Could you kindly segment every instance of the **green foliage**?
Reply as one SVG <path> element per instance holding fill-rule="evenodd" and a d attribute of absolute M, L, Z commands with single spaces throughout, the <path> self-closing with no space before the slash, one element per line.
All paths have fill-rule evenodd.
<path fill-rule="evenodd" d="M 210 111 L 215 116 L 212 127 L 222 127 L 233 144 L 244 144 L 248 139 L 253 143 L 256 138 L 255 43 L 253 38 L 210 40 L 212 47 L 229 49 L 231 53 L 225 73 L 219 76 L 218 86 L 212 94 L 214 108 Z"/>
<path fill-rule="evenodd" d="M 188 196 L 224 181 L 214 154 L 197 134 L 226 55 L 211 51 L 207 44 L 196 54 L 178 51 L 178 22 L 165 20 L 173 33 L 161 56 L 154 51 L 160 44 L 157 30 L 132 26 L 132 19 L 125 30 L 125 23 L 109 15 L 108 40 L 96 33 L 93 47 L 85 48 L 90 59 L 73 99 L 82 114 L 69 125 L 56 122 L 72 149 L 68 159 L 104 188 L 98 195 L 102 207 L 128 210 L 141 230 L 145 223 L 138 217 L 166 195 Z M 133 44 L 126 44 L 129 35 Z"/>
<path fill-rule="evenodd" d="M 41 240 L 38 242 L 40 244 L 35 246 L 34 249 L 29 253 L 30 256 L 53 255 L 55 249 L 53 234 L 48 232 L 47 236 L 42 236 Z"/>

**WRITTEN EXERCISE**
Rewrite the lines starting at the first one and ending at the one containing "188 196 L 224", requests included, and shift every path coordinate in the answers by -108.

**FINISHED ANSWER**
Could you kindly segment every instance of the **green foliage**?
Reply as one SVG <path> element per instance holding fill-rule="evenodd" and a d attribute of absolute M, L, Z commands with single spaces throughout, the <path> self-closing with no space before the slash, one element per line.
All paths have fill-rule evenodd.
<path fill-rule="evenodd" d="M 102 3 L 107 8 L 104 19 L 114 19 L 125 36 L 136 36 L 140 31 L 145 35 L 148 30 L 147 -65 L 145 -70 L 102 -68 L 104 -61 L 121 -59 L 123 -55 L 117 -35 L 111 -32 L 110 -22 L 104 -14 L 106 0 Z"/>
<path fill-rule="evenodd" d="M 80 88 L 116 73 L 106 46 L 89 26 L 118 -53 L 103 -57 L 99 -64 L 88 -54 L 70 -57 L 70 -86 L 57 -88 L 65 -75 L 53 -52 L 46 -57 L 52 -64 L 49 -78 L 24 -82 L 24 -89 L 17 -78 L 17 -85 L 1 -93 L 0 -68 L -12 -75 L -15 -61 L -23 -60 L -18 -49 L -35 -9 L -26 6 L -39 17 L -52 14 L -36 41 L -40 51 L -4 80 L -10 87 L -6 99 L 20 102 L 33 122 L 37 115 L 30 109 L 58 87 Z M 25 -64 L 18 -64 L 21 -73 Z"/>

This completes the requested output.